▶ Estratto della fonte:
▼▼▼

Tra critica e editoria, sempre indipendente: press cafè con Gary Groth

Tra critica e editoria, sempre indipendente: press cafè con Gary Groth

L'incontro a Lucca Comics 2024 con una delle figure più importanti e influenti del fumetto indipendente statunitense.

Nei giorni convulsi e pienissimi di incontri di Lucca Comics and Games 2024 alcune presenze passano inosservate sotto i radar, in relazione alla loro importanza, forse perché non direttamente legate a showcase e firmacopie, forse perché sono nomi più noti agli addetti ai lavori che non al grande pubblico.

▲▲▲

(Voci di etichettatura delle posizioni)
▼▼▼

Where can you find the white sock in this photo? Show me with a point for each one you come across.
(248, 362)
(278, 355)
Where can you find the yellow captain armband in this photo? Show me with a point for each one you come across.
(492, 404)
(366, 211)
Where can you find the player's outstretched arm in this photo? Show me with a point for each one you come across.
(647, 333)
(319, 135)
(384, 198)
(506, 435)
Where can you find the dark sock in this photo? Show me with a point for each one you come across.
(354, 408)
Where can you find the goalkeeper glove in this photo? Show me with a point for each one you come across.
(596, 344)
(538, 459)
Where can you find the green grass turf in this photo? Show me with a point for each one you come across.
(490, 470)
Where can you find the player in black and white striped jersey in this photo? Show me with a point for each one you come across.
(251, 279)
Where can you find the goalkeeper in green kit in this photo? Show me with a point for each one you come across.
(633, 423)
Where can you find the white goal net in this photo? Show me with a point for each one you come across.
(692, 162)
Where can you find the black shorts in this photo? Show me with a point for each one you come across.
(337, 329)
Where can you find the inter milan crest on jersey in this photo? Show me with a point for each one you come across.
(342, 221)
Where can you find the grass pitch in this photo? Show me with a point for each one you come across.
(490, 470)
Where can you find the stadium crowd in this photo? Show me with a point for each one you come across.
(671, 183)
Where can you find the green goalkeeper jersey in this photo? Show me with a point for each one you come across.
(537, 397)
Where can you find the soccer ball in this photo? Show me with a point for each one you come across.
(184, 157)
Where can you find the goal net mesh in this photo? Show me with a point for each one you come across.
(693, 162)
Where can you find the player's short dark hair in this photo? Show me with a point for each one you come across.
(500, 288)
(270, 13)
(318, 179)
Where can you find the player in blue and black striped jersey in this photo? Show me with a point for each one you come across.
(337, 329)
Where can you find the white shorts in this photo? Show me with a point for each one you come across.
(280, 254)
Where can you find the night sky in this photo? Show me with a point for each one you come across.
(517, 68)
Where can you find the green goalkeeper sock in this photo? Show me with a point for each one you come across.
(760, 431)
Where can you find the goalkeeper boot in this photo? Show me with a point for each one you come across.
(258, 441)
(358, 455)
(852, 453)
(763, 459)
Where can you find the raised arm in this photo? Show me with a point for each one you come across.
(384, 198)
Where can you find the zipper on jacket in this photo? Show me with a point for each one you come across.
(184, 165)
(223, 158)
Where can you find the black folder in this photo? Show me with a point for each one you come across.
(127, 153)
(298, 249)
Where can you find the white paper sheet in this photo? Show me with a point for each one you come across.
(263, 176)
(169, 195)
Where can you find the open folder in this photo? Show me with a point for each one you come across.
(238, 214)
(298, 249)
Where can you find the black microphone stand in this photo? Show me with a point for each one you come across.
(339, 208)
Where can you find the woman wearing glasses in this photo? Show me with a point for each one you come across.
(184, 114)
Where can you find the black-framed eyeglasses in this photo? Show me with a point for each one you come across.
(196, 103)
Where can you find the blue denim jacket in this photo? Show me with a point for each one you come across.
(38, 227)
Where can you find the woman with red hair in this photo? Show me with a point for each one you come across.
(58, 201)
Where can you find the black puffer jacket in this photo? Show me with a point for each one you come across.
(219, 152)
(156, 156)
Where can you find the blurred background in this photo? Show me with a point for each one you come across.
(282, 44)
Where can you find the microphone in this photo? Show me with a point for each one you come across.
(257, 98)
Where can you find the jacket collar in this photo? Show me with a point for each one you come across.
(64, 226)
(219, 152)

▲▲▲

▶ Obiettivo 1: Aggiorna il brano su Gary Groth nella parte che si apre con le parole contenenti "L'incontro a Lucca" e si chiude con "al grande pubblico.", riscrivendola con "frenetici" al posto di "convulsi".
▶ Obiettivo 2: Conta le righe delle voci in cui compare la parola "dark" e riporta soltanto il numero.

▶ Risposta scritta 1:
L'incontro a Lucca Comics 2024 con una delle figure più importanti e influenti del fumetto indipendente statunitense.

Nei giorni frenetici e pienissimi di incontri di Lucca Comics and Games 2024 alcune presenze passano inosservate sotto i radar, in relazione alla loro importanza, forse perché non direttamente legate a showcase e firmacopie, forse perché sono nomi più noti agli addetti ai lavori che non al grande pubblico.

▶ Risposta scritta 2: 2